### Data for this exercise

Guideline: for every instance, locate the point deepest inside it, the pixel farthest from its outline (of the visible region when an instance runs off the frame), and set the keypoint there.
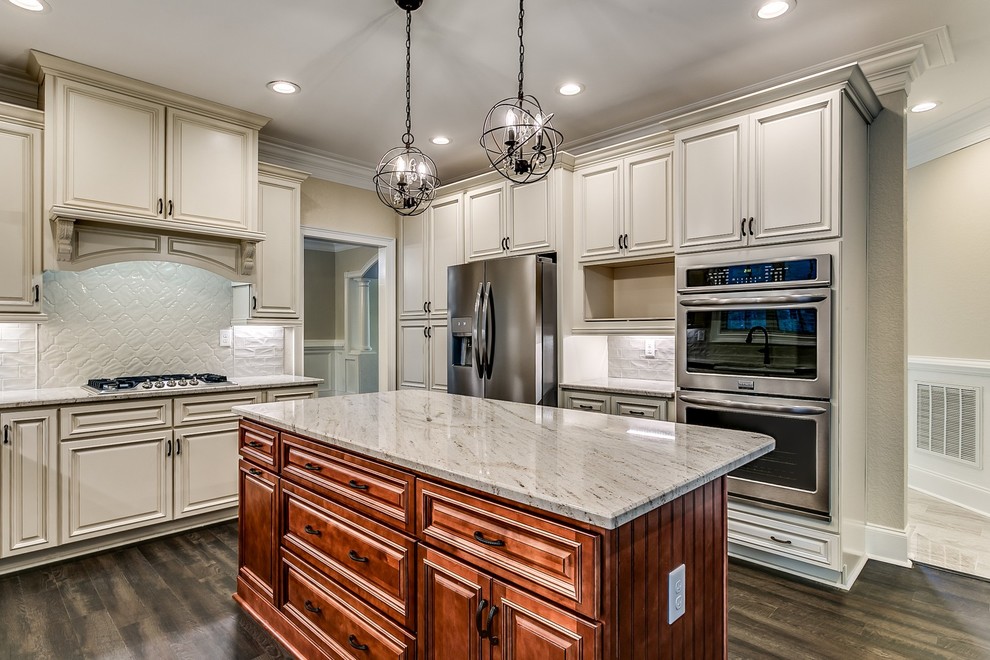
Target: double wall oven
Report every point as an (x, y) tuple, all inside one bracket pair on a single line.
[(754, 353)]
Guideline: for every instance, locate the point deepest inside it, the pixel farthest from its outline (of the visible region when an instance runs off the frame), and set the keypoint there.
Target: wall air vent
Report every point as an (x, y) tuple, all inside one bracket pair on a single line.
[(949, 421)]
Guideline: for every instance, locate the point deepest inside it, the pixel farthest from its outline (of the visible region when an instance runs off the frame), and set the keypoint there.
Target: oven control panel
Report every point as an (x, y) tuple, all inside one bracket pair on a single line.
[(803, 271)]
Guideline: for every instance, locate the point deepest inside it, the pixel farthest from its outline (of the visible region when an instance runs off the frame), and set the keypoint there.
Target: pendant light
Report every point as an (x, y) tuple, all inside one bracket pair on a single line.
[(406, 179), (518, 139)]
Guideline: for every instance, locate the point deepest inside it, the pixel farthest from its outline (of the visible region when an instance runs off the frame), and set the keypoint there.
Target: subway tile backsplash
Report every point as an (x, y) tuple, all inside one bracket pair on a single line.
[(626, 357), (134, 318)]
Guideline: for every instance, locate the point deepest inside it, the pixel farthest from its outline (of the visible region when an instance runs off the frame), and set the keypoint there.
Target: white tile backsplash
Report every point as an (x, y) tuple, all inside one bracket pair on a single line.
[(134, 318), (627, 357)]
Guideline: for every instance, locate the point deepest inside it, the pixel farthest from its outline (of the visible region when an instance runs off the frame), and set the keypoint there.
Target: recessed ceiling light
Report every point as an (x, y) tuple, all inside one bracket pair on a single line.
[(283, 87), (775, 8), (31, 5), (924, 106), (570, 89)]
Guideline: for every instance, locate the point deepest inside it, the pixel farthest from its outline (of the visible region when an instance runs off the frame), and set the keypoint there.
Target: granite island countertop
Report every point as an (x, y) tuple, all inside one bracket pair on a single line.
[(601, 469), (662, 389), (58, 396)]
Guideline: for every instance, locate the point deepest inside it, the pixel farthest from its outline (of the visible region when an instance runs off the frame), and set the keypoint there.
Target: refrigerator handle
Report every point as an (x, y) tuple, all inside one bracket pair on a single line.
[(489, 331), (475, 329)]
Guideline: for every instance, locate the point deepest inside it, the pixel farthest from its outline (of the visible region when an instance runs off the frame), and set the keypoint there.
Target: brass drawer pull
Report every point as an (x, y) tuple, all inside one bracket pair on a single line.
[(480, 538), (356, 644), (356, 557)]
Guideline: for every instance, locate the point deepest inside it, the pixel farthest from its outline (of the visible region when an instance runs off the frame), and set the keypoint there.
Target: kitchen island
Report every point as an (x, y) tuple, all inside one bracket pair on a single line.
[(410, 523)]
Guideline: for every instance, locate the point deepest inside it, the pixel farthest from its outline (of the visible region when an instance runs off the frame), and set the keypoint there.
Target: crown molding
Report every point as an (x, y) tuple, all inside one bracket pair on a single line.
[(17, 87), (961, 130), (320, 164)]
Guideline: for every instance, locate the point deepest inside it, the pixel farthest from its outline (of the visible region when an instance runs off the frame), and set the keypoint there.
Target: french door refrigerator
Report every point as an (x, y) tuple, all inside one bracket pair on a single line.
[(503, 329)]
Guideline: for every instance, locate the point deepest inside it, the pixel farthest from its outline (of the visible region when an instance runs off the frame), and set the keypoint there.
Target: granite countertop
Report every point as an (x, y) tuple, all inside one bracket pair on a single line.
[(56, 396), (600, 469), (663, 389)]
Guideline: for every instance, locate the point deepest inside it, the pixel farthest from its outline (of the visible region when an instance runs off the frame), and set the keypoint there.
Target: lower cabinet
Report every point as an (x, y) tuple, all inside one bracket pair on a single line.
[(615, 404), (465, 613), (115, 483), (28, 482)]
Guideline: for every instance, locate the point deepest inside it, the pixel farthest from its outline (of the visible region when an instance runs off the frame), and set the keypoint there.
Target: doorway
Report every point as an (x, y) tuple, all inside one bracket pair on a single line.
[(348, 332)]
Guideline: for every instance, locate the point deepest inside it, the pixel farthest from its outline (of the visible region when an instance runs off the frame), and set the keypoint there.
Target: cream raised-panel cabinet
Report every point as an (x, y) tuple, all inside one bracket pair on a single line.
[(624, 206), (115, 483), (771, 176), (430, 243), (423, 354), (127, 153), (503, 219), (28, 481), (276, 294), (20, 213)]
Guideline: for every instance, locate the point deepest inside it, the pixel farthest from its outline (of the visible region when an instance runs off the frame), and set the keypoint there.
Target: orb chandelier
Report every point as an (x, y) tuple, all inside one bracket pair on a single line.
[(518, 138), (406, 179)]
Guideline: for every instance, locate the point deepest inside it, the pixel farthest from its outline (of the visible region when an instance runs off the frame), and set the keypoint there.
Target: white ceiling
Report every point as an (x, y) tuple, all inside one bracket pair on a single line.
[(637, 58)]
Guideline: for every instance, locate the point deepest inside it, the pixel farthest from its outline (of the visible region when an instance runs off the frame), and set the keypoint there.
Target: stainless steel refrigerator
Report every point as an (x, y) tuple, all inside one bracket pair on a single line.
[(503, 329)]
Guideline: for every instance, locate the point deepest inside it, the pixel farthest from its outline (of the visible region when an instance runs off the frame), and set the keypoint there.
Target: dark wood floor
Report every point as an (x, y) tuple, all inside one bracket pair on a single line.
[(170, 598)]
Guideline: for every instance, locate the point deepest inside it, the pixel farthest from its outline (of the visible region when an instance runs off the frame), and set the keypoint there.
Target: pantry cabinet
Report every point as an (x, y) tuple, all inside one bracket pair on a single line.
[(624, 206), (28, 481), (20, 214), (770, 176), (430, 243), (423, 347)]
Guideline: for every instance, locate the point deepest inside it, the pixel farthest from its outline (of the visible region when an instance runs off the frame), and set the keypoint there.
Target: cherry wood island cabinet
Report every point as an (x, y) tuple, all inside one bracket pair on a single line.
[(466, 545)]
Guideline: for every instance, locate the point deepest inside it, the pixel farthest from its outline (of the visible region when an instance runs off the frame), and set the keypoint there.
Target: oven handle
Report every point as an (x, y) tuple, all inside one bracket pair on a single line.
[(758, 300), (762, 407)]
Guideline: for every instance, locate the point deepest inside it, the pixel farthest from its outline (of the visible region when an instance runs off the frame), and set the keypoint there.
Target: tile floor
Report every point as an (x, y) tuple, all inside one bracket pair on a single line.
[(948, 536)]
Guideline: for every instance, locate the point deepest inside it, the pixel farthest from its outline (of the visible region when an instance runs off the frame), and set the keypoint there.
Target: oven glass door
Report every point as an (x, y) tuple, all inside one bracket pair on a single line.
[(777, 344), (796, 473)]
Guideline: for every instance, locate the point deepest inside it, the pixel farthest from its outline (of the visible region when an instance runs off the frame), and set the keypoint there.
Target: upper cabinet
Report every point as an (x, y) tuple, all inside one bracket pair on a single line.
[(502, 219), (624, 207), (136, 171), (126, 155), (276, 296), (770, 176), (20, 213), (430, 243)]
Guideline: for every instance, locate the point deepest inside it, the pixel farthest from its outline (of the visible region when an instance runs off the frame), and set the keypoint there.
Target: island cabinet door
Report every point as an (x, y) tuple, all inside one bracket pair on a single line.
[(256, 539), (454, 601)]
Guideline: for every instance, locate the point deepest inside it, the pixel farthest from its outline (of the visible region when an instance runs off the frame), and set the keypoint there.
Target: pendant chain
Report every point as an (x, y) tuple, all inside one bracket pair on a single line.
[(522, 49), (408, 138)]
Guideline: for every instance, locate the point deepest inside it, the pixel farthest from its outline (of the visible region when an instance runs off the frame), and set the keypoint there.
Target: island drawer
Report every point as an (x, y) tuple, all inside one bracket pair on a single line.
[(257, 444), (549, 558), (375, 490), (782, 539), (371, 560), (341, 624)]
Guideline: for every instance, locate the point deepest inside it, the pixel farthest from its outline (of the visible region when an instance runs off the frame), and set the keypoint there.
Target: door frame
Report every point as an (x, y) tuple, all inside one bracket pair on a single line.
[(386, 300)]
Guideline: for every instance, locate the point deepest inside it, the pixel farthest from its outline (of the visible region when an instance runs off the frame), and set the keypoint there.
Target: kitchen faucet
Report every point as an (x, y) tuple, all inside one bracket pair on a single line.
[(766, 342)]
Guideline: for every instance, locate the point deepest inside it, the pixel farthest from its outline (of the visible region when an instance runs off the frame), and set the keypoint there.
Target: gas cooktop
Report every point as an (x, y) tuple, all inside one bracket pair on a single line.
[(153, 382)]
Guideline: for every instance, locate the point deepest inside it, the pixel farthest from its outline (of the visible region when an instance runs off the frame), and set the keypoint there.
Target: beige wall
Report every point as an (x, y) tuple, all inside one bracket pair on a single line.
[(886, 458), (948, 252), (334, 206), (319, 294)]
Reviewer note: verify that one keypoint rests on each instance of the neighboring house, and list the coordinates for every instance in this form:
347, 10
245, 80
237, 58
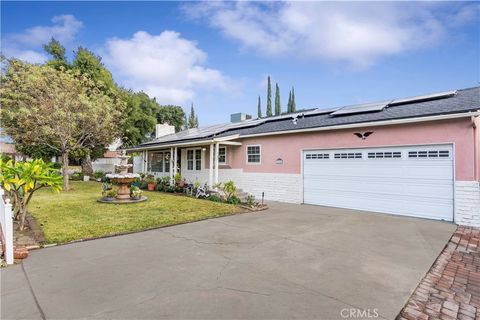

######

Task goal
Please state how many lines of the records hold the word "pendant", and write nothing but that number.

Answer area
2